## WHAT YOU SHOULD DO
Everything from the line that contains "One point for each instance of the orange" through the last line of the listing must be copied exactly, with both of those lines included and no others.

..............................

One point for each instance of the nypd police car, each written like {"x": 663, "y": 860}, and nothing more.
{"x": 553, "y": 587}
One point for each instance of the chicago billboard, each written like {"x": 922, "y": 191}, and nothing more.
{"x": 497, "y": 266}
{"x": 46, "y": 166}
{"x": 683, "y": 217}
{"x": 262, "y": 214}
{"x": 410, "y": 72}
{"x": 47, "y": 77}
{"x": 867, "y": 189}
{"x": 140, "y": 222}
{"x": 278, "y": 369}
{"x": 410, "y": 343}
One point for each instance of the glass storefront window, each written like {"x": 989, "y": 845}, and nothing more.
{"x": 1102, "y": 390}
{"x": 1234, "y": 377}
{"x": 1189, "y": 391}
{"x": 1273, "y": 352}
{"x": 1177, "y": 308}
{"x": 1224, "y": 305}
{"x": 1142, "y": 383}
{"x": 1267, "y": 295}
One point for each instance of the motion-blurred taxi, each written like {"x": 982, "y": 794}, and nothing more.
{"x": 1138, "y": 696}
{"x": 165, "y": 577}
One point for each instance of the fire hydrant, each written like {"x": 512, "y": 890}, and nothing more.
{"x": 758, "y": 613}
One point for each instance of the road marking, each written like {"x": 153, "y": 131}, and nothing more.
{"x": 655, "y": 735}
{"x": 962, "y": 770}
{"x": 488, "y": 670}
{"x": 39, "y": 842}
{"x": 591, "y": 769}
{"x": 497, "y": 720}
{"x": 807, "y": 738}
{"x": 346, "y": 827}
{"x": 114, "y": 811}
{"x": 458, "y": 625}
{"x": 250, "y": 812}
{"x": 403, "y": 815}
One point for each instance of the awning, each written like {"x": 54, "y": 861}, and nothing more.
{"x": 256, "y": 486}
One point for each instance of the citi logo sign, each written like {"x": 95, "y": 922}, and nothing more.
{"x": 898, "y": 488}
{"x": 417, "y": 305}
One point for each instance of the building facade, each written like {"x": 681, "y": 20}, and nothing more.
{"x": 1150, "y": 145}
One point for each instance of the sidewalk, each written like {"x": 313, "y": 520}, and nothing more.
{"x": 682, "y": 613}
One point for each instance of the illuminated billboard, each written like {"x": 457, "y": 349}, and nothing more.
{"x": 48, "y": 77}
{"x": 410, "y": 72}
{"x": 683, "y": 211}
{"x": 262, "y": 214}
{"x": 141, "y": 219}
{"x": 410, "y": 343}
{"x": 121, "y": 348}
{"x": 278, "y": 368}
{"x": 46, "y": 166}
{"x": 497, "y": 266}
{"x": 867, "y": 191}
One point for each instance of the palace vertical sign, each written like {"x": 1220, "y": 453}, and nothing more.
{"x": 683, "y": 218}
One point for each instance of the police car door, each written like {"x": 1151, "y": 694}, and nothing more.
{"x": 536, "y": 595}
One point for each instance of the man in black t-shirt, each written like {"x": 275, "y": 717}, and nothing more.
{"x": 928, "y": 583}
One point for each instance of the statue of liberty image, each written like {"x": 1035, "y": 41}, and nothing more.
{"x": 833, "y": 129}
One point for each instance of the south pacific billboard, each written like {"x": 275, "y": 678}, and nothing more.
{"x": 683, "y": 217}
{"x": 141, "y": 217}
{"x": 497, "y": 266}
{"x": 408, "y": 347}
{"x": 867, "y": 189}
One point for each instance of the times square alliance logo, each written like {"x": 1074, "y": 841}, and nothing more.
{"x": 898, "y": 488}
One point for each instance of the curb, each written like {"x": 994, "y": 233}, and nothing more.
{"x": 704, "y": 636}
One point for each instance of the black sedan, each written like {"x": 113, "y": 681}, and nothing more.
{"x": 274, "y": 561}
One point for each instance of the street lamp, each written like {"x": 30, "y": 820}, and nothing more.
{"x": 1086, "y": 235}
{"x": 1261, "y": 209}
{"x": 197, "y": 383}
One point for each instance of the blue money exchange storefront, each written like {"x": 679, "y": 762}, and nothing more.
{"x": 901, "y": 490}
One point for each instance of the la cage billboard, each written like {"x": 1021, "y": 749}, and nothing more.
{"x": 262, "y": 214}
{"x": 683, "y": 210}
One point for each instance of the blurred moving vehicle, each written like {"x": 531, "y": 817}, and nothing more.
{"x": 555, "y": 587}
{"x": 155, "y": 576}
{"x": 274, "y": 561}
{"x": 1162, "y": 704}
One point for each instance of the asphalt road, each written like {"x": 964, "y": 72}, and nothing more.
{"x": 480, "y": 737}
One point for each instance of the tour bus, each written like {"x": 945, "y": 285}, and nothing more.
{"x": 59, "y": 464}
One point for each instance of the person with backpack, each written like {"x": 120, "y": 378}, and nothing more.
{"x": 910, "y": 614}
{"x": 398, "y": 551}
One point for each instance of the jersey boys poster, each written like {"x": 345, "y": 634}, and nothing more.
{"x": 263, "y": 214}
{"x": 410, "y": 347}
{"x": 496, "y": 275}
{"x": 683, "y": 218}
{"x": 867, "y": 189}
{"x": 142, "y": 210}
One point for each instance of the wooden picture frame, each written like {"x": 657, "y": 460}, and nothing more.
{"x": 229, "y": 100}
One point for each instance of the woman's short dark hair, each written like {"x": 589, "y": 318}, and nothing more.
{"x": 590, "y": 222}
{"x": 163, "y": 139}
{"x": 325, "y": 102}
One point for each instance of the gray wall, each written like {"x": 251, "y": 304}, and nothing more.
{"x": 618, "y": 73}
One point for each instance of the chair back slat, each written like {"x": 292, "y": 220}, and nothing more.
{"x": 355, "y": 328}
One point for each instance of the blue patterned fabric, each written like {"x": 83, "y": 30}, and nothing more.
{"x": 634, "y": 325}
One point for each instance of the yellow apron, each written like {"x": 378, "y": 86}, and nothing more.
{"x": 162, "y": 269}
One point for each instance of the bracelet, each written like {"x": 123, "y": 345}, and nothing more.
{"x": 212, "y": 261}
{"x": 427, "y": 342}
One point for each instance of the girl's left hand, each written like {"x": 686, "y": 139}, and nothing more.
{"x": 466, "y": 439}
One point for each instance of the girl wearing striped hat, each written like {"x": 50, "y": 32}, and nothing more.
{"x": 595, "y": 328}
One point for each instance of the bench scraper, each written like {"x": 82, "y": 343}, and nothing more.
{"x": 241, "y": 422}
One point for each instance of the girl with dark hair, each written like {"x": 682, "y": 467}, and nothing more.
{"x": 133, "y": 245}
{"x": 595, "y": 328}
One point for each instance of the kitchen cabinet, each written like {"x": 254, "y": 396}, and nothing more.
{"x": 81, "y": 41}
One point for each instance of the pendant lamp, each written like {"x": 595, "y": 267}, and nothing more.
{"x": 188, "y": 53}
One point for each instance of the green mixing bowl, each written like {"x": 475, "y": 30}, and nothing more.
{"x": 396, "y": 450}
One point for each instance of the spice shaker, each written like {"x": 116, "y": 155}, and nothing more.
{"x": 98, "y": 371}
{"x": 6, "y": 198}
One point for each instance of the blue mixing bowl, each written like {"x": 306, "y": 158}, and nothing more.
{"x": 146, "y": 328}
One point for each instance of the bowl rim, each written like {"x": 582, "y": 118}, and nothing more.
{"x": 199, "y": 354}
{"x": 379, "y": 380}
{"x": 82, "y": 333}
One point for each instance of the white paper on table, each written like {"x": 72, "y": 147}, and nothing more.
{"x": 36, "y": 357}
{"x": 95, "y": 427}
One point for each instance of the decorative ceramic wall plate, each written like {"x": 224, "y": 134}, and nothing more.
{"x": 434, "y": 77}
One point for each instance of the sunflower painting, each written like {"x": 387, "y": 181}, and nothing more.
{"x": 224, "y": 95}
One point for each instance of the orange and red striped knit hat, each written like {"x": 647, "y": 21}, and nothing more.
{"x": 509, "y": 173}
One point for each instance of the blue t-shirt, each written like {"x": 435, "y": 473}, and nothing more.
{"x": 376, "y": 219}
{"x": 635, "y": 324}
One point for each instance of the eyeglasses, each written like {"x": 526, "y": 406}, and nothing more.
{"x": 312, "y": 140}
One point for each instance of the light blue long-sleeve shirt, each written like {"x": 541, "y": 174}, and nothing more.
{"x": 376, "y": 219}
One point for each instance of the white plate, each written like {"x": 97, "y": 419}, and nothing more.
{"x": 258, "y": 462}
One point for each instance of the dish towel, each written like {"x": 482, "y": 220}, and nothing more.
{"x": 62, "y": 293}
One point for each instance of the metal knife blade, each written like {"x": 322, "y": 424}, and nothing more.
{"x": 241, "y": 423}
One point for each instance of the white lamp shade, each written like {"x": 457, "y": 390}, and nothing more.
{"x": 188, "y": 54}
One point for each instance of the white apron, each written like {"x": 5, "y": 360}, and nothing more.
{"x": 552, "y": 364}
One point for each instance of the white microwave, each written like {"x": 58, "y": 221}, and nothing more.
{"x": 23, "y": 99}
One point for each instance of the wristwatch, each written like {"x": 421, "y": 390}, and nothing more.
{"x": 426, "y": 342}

..............................

## RESULT FOR THIS TASK
One point for each instance of the orange and red striped knit hat, each written like {"x": 647, "y": 21}, and nothing more.
{"x": 509, "y": 173}
One point for each instance of the blue t-shirt, each written like {"x": 435, "y": 473}, and nothing more.
{"x": 376, "y": 219}
{"x": 635, "y": 324}
One point for each instance of the eyeglasses, each written like {"x": 526, "y": 406}, and nothing more.
{"x": 312, "y": 140}
One point for each instance of the light blue long-sleeve shirt, each written like {"x": 541, "y": 174}, and nothing more.
{"x": 376, "y": 219}
One point for each instance of the white plate, each written like {"x": 97, "y": 419}, and nothing more.
{"x": 258, "y": 462}
One point for each instance of the dish towel, each written like {"x": 482, "y": 220}, and nothing more.
{"x": 62, "y": 293}
One point for each instance of the metal knife blade, each written like {"x": 322, "y": 424}, and nothing more.
{"x": 241, "y": 423}
One point for each instance of the white lamp shade, each written like {"x": 457, "y": 390}, and nothing more.
{"x": 188, "y": 54}
One point for each instance of the white apron, each written like {"x": 5, "y": 360}, and nothing more.
{"x": 552, "y": 364}
One point for each instance of the white microwave, each written like {"x": 58, "y": 221}, and nothing more.
{"x": 23, "y": 99}
One point for each instance of the wristwatch, each written like {"x": 421, "y": 390}, and nothing more.
{"x": 426, "y": 342}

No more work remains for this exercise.